Write out, precisely and in full, each line of the material.

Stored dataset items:
────────

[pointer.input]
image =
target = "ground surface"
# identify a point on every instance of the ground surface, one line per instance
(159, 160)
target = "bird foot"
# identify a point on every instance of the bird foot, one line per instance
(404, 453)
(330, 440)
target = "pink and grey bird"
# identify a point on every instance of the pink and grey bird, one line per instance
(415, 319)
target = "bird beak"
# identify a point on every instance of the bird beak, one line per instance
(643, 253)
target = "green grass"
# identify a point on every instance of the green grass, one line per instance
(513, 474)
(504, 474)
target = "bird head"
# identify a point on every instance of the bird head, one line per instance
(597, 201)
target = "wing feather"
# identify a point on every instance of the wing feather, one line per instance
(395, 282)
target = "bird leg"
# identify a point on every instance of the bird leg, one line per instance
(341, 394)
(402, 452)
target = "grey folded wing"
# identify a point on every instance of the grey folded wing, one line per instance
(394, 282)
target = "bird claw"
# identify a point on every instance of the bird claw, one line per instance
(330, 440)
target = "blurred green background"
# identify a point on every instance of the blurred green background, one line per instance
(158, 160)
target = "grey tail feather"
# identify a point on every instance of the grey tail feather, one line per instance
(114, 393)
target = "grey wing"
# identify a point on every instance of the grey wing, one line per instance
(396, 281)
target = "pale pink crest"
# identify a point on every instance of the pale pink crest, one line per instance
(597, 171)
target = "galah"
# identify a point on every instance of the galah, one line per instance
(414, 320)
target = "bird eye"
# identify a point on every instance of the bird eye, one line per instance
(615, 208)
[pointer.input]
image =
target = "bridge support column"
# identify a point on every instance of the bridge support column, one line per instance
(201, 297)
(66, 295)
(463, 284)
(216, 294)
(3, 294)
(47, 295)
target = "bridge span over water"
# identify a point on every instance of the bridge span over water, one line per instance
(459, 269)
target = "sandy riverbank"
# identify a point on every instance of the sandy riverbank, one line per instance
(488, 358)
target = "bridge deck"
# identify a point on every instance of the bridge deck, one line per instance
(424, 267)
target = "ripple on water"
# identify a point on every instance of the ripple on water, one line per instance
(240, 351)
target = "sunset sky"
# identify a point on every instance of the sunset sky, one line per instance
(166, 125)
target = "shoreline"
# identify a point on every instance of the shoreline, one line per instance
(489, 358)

────────

:: Task result ::
[pointer.input]
image =
target = "ground surface"
# identify a point on every instance of the ground surface, one line per instance
(159, 160)
target = "bird foot"
# identify a point on every instance of the bird foot, one line per instance
(404, 453)
(330, 440)
target = "pink and grey bird"
# identify a point on every instance of the pink and grey bird, one line per instance
(415, 319)
target = "bird beak"
# identify a point on every instance of the bird beak, one line per instance
(643, 253)
target = "green grass"
# identify a point on every instance of the green grass, one line per instance
(513, 474)
(504, 474)
target = "bird head"
# identify a point on every instance of the bird head, one line per instance
(597, 201)
target = "wing feather"
# identify a point on every instance of the wing feather, one line per instance
(395, 282)
target = "bird leg"
# identify a point on every instance of the bird leg, one line per instance
(341, 394)
(402, 452)
target = "grey folded wing"
# identify a point on every instance of the grey folded wing, one line per instance
(394, 282)
target = "bird claw"
# identify a point on every instance of the bird claw, one line per instance
(330, 440)
target = "blurred green background"
# identify a point on every instance of the blurred green background, one line per instance
(158, 160)
target = "grey tail feather"
# identify a point on every instance of the grey tail feather, one line per instance
(114, 393)
target = "grey wing"
# identify a point on every instance of the grey wing, one line per instance
(396, 281)
target = "pale pink crest"
# identify a point on every instance of the pale pink crest, one line per instance
(597, 171)
target = "galah"
# identify a point on every instance of the galah, one line per instance
(414, 320)
target = "bird eye"
# identify a point on every instance of the bird eye, one line per instance
(615, 208)
[pointer.input]
image =
target = "bridge support column"
# identify a point on every instance of the bridge support column, one line per instance
(201, 297)
(66, 295)
(463, 284)
(216, 294)
(3, 294)
(47, 295)
target = "bridge span over water"
# identify a point on every instance of the bridge span over water, one line per instance
(459, 269)
target = "sandy riverbank"
# identify a point on every instance of the sandy riverbank, one line per instance
(488, 358)
target = "bridge deck"
# identify a point on every instance of the bridge deck, one line per instance
(424, 267)
target = "ripple on water"
# identify a point on every instance of the ripple on water, one line per instance
(240, 351)
target = "sunset sky"
# identify a point on every instance of the sunset sky, one line per instance
(166, 125)
target = "shoreline"
# identify a point on every instance of the shoreline, one line per instance
(489, 358)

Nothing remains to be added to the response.